The stretch from the line with "drop one pin per instance, shaped like <point>455,116</point>." through the line with "drop one pin per instance, shaped like <point>378,247</point>." in the records below: write it out exactly, and nothing else.
##### Information given #####
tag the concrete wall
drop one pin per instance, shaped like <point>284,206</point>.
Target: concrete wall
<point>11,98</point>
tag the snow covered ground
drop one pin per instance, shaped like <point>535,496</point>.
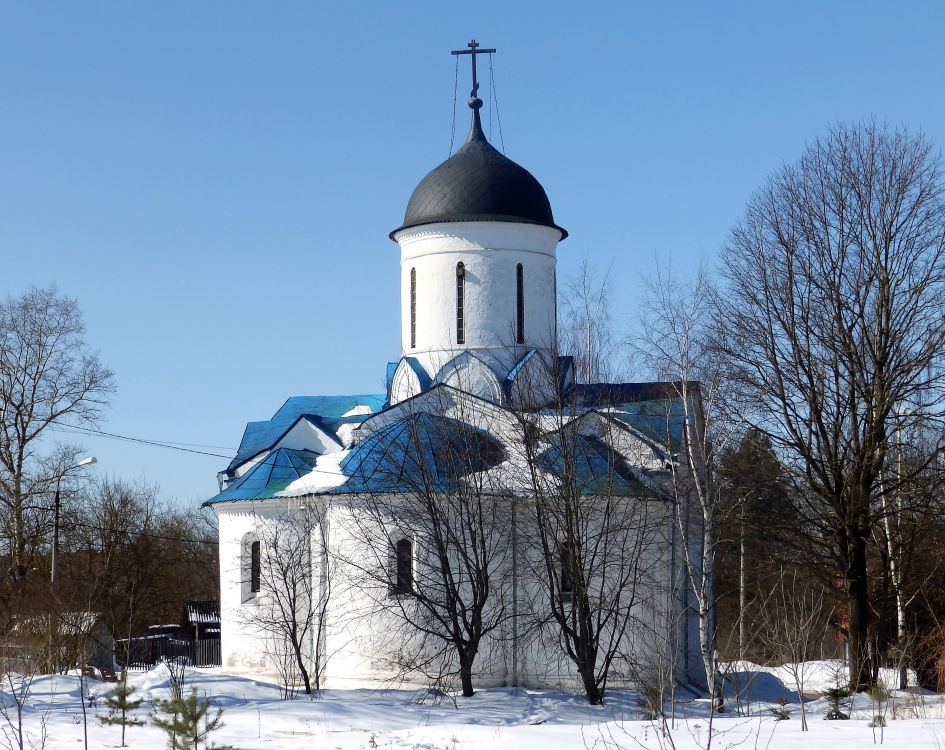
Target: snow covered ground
<point>256,718</point>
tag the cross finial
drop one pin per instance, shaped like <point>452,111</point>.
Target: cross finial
<point>473,50</point>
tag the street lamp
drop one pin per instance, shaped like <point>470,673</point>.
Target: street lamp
<point>84,462</point>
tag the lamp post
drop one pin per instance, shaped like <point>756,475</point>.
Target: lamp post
<point>55,553</point>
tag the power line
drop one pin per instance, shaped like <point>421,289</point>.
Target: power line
<point>150,535</point>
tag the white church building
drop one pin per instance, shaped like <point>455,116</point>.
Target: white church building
<point>485,498</point>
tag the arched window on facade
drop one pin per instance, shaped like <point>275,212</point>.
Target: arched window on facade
<point>519,304</point>
<point>460,303</point>
<point>403,567</point>
<point>566,579</point>
<point>255,565</point>
<point>413,308</point>
<point>250,567</point>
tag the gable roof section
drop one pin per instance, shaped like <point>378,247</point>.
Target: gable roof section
<point>420,452</point>
<point>596,467</point>
<point>653,409</point>
<point>271,475</point>
<point>327,412</point>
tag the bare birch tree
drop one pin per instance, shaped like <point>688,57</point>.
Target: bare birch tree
#####
Answer section:
drop one pin per instance, shaped like <point>455,116</point>.
Target: white church building
<point>485,498</point>
tag the arched window on facade
drop one pin per instance, shaped like <point>275,212</point>.
Target: arched window on facade
<point>519,304</point>
<point>460,303</point>
<point>403,567</point>
<point>566,579</point>
<point>255,565</point>
<point>413,308</point>
<point>250,567</point>
tag the gable roof section
drop one pin per instance, shaped like <point>378,247</point>.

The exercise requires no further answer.